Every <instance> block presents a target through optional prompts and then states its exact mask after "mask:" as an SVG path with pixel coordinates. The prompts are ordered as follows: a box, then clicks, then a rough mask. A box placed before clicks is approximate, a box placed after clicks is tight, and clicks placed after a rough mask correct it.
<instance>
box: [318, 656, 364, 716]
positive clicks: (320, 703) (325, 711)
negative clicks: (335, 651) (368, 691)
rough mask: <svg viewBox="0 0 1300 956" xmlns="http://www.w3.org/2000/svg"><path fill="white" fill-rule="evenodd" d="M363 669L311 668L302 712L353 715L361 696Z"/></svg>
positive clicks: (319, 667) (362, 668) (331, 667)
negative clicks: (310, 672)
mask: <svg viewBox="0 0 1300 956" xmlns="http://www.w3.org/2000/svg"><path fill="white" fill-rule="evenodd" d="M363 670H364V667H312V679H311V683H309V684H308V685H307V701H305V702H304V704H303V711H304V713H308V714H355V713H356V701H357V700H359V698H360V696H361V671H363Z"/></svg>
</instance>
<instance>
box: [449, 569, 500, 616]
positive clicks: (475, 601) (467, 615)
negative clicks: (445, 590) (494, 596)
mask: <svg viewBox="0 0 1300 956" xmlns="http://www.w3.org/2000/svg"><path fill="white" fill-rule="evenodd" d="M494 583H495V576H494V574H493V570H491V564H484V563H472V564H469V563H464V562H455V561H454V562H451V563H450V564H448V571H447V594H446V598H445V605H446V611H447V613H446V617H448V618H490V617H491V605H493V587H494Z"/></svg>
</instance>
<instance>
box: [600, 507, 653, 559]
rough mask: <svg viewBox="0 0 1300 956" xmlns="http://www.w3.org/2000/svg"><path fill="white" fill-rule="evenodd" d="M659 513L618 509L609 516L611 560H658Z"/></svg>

:: WORK REQUEST ::
Your job is to give the listing again exactly as it was written.

:: EXERCISE RESULT ::
Every <instance> block presents a target through optional prompts and then states its exact mask after "mask:" as an SVG path with pixel coordinates. The prompts are ordered as follows: a box, then clicks, then a rough mask. A box placed before clicks is approximate, a box placed after clicks is tight, and clicks placed after a rough mask correct it.
<instance>
box: [318, 656, 364, 716]
positive clicks: (320, 703) (325, 711)
negative clicks: (335, 651) (368, 691)
rough mask: <svg viewBox="0 0 1300 956" xmlns="http://www.w3.org/2000/svg"><path fill="white" fill-rule="evenodd" d="M363 669L311 668L302 712L353 715L361 696Z"/></svg>
positive clicks: (319, 667) (362, 668) (331, 667)
negative clicks: (310, 672)
mask: <svg viewBox="0 0 1300 956" xmlns="http://www.w3.org/2000/svg"><path fill="white" fill-rule="evenodd" d="M363 670H364V667H312V679H311V683H309V684H308V685H307V701H305V702H304V704H303V711H304V713H308V714H355V713H356V701H357V700H359V698H360V696H361V671H363Z"/></svg>
</instance>
<instance>
box: [449, 569, 500, 616]
positive clicks: (475, 601) (467, 615)
negative clicks: (445, 590) (494, 596)
mask: <svg viewBox="0 0 1300 956" xmlns="http://www.w3.org/2000/svg"><path fill="white" fill-rule="evenodd" d="M494 583H495V576H494V574H493V570H491V564H484V563H472V564H469V563H464V562H455V561H454V562H451V563H450V564H448V571H447V594H446V598H445V605H446V611H447V613H446V617H448V618H490V617H491V605H493V587H494Z"/></svg>
</instance>
<instance>
box: [600, 507, 653, 559]
rough mask: <svg viewBox="0 0 1300 956" xmlns="http://www.w3.org/2000/svg"><path fill="white" fill-rule="evenodd" d="M659 513L618 509L609 516L611 560H658Z"/></svg>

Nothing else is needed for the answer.